*** Recorded information ***

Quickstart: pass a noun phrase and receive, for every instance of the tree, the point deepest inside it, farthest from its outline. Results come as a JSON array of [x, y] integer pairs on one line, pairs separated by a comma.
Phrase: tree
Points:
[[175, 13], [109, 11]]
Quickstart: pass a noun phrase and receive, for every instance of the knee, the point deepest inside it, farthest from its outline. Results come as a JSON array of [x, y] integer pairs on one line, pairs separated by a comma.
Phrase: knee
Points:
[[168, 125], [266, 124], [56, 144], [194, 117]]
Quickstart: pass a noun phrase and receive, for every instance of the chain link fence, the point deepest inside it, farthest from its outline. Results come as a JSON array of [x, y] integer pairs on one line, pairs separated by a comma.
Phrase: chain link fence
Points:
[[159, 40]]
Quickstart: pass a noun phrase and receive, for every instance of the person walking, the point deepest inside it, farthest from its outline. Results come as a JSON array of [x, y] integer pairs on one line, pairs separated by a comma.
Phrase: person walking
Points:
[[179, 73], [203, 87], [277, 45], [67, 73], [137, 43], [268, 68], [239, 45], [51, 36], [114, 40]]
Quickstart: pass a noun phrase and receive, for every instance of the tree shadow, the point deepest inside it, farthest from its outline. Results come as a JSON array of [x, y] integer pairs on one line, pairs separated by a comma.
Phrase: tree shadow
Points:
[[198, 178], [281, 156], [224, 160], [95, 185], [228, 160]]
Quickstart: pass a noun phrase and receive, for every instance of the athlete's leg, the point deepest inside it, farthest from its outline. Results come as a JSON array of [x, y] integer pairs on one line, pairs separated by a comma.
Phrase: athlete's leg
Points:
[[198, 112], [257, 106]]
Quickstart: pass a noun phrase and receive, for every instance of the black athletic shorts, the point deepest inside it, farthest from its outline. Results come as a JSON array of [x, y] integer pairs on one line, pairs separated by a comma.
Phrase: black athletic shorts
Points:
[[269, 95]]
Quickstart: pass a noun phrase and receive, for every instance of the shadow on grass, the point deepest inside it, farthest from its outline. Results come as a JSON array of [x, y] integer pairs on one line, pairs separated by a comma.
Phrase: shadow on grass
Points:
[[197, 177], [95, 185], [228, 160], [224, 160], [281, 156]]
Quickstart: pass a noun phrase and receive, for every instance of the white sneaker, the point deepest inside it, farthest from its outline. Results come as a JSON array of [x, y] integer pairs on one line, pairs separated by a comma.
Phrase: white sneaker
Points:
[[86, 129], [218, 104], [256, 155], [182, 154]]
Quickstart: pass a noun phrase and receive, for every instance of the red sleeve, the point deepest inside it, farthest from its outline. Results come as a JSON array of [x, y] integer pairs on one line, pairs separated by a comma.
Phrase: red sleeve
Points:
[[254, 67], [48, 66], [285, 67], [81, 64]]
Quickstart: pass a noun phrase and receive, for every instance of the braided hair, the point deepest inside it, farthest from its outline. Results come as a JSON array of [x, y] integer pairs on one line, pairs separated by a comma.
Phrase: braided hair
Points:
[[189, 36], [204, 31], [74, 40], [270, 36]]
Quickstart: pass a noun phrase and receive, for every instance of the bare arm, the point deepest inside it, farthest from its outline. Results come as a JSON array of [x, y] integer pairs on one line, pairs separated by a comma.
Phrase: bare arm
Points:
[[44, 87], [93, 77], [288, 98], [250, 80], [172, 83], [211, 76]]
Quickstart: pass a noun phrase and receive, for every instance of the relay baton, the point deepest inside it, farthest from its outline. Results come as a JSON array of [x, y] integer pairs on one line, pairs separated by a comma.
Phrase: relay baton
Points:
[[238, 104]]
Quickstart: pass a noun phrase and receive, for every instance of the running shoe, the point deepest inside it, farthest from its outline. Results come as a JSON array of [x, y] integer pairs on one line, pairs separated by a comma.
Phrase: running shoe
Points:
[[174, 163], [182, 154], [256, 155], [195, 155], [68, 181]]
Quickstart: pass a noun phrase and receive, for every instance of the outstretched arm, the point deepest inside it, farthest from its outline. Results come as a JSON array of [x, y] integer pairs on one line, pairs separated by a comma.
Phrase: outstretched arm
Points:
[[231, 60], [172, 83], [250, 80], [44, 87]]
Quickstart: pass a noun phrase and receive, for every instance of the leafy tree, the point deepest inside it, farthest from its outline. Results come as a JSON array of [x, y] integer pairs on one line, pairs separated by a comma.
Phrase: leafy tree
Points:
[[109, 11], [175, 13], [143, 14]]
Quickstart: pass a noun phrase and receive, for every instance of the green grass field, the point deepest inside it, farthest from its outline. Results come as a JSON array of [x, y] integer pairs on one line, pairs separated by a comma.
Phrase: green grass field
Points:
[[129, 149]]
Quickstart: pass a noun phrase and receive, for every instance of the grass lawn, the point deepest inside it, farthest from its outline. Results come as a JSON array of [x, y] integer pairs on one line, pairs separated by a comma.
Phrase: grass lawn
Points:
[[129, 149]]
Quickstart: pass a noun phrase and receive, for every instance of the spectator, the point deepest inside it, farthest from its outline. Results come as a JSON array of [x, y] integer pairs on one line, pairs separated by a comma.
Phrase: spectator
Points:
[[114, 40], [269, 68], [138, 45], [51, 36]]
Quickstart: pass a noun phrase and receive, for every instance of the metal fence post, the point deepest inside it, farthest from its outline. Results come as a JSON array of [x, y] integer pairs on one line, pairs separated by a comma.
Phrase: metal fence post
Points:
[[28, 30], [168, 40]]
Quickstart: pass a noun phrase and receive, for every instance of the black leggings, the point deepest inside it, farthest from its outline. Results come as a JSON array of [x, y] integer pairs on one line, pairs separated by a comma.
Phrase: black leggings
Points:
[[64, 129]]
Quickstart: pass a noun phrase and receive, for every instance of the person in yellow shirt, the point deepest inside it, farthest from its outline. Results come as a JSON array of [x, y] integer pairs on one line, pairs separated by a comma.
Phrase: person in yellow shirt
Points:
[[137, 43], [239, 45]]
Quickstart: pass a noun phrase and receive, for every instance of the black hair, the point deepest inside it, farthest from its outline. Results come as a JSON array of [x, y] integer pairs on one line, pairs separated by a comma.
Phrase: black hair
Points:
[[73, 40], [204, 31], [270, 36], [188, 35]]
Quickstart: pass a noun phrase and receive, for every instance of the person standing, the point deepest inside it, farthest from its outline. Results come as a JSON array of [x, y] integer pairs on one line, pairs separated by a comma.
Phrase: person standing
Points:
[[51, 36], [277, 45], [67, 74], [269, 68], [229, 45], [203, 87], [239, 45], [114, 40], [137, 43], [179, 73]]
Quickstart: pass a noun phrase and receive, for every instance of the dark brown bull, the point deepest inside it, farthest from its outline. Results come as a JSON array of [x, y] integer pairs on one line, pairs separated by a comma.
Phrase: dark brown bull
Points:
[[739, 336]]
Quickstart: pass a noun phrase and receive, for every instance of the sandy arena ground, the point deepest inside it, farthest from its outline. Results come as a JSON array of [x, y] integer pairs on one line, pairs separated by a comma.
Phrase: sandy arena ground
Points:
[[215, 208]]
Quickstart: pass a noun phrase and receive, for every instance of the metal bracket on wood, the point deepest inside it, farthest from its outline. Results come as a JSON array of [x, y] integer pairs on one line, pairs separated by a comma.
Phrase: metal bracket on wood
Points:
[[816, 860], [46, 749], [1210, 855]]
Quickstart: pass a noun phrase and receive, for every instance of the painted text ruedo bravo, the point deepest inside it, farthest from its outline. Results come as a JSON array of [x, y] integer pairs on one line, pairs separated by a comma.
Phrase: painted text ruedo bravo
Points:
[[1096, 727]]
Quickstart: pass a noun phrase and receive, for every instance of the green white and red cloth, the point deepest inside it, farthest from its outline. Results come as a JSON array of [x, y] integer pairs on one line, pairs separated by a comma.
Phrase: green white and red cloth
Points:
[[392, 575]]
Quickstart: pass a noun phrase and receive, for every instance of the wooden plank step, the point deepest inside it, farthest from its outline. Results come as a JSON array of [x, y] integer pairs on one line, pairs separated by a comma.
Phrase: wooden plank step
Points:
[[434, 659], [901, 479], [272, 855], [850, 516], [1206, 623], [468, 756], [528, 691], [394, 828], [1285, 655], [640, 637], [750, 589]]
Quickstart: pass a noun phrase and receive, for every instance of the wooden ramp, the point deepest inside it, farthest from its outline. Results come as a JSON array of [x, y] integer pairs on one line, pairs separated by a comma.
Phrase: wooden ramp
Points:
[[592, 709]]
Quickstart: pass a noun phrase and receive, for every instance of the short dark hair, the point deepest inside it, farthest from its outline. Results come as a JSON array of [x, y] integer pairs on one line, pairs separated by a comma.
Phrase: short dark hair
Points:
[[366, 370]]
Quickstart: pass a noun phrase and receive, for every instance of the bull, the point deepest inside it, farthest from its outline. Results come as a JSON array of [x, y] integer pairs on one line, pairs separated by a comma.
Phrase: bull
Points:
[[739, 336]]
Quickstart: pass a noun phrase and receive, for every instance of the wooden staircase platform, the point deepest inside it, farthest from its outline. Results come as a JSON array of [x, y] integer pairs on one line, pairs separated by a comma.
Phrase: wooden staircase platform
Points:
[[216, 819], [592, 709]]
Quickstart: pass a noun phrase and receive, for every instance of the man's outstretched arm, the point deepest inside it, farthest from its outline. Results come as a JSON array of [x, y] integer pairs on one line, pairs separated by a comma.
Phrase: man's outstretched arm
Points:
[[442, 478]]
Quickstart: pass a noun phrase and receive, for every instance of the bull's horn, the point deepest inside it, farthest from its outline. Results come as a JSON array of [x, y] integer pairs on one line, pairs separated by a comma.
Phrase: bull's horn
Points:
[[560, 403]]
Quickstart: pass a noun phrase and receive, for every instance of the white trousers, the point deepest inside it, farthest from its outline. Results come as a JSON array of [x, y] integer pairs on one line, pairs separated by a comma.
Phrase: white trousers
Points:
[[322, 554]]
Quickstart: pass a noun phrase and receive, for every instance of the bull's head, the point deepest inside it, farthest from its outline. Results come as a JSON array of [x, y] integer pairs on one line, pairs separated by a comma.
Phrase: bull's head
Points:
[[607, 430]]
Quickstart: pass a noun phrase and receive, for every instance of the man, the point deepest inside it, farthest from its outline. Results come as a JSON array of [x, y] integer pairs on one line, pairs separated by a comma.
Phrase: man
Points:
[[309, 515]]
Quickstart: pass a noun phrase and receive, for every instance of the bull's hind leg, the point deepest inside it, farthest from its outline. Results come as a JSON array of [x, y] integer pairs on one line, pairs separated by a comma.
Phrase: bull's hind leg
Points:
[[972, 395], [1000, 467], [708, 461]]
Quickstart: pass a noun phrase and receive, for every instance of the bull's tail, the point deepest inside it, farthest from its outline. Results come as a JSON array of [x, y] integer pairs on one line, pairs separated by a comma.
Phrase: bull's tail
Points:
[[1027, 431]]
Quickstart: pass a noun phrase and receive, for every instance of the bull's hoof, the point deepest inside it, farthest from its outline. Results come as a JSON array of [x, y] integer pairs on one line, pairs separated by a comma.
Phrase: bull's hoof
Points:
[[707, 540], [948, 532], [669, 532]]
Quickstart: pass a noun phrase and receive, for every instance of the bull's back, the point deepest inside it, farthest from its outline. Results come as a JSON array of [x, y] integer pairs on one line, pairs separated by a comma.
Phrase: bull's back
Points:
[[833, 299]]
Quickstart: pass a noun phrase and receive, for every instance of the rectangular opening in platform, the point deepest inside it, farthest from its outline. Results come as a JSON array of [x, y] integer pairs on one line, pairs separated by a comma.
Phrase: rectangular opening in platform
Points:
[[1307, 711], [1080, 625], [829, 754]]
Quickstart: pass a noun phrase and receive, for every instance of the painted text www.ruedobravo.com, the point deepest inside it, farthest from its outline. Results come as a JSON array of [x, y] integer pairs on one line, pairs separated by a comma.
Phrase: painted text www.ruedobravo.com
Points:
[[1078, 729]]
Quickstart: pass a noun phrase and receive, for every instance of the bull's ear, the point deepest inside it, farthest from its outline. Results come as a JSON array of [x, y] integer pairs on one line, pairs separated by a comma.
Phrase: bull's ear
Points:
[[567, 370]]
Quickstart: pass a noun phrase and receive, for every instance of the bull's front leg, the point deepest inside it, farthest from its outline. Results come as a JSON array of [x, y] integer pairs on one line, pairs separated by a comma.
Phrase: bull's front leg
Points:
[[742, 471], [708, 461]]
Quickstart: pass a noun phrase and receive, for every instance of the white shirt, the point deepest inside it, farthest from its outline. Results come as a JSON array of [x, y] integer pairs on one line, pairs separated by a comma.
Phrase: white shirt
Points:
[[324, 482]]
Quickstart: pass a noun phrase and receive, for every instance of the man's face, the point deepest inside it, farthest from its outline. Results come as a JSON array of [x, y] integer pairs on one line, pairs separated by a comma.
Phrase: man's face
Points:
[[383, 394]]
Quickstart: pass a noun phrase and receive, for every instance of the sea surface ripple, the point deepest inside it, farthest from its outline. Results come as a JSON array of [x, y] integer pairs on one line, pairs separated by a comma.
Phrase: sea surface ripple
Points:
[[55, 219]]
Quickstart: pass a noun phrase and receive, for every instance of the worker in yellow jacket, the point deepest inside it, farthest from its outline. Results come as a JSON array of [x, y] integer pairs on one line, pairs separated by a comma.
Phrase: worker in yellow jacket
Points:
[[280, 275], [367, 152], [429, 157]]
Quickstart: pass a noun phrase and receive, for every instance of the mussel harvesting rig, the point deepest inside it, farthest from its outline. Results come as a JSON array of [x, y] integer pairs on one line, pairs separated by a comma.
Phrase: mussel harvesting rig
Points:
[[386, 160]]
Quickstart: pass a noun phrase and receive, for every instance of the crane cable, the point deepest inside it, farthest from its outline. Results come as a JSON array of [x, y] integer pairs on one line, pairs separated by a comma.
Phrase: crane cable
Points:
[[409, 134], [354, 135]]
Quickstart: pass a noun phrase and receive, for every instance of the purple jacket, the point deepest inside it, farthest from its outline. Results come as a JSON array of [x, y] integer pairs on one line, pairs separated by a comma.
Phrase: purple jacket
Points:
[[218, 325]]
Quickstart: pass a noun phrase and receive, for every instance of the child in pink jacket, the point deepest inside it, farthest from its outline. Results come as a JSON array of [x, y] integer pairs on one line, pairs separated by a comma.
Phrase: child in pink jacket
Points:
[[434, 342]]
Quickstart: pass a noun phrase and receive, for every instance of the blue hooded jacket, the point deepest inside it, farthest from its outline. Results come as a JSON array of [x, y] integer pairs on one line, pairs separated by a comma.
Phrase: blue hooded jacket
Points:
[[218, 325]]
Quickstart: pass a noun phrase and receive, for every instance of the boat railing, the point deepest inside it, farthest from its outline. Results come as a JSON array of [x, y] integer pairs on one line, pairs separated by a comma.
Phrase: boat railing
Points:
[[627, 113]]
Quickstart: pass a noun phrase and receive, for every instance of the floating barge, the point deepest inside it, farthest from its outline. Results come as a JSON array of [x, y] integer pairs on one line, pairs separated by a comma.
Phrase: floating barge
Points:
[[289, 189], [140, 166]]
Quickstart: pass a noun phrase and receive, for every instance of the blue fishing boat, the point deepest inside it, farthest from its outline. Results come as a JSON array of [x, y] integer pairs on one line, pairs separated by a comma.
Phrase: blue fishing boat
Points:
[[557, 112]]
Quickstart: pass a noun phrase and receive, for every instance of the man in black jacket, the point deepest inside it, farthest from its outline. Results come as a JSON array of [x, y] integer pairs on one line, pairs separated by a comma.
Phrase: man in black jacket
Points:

*** End of Recorded information ***

_About this exercise_:
The required answer is the run of lines above, starting at the line with "Phrase: mussel harvesting rig" and ending at the line with "Phrase: boat railing", reproduced exactly with both ends.

_Result of this task_:
Phrase: mussel harvesting rig
Points:
[[386, 160]]
Quickstart: pass a noun phrase and receive, for every instance of the crane cable, the point deepest inside it, farthest from its outline. Results come as a JSON array of [x, y] integer pairs on one line, pairs separated by a comma.
Phrase: crane cable
Points:
[[409, 134], [354, 135]]
Quickstart: pass a noun phrase and receive, for every instance of the purple jacket, the point deepest inside it, farthest from its outline. Results come as a JSON array of [x, y] integer pairs on one line, pairs separated by a comma.
Phrase: purple jacket
Points:
[[218, 325]]
Quickstart: pass a noun phrase and receive, for every instance of the child in pink jacket, the point deepest inside it, farthest from its outline. Results come as a JSON array of [x, y] integer pairs on one line, pairs separated by a comma.
Phrase: child in pink jacket
Points:
[[434, 342]]
Quickstart: pass a noun phrase and receive, for every instance of the blue hooded jacket, the point deepest inside it, farthest from its outline. Results come as a JSON array of [x, y] integer pairs on one line, pairs separated by a comma.
Phrase: blue hooded jacket
Points:
[[218, 325]]
Quickstart: pass a noun phrase and receive, for every instance of the boat railing, the point deepest inside it, farthest from its outline. Results come as a JSON array of [x, y] integer pairs on one line, pairs separated by a comma.
Phrase: boat railing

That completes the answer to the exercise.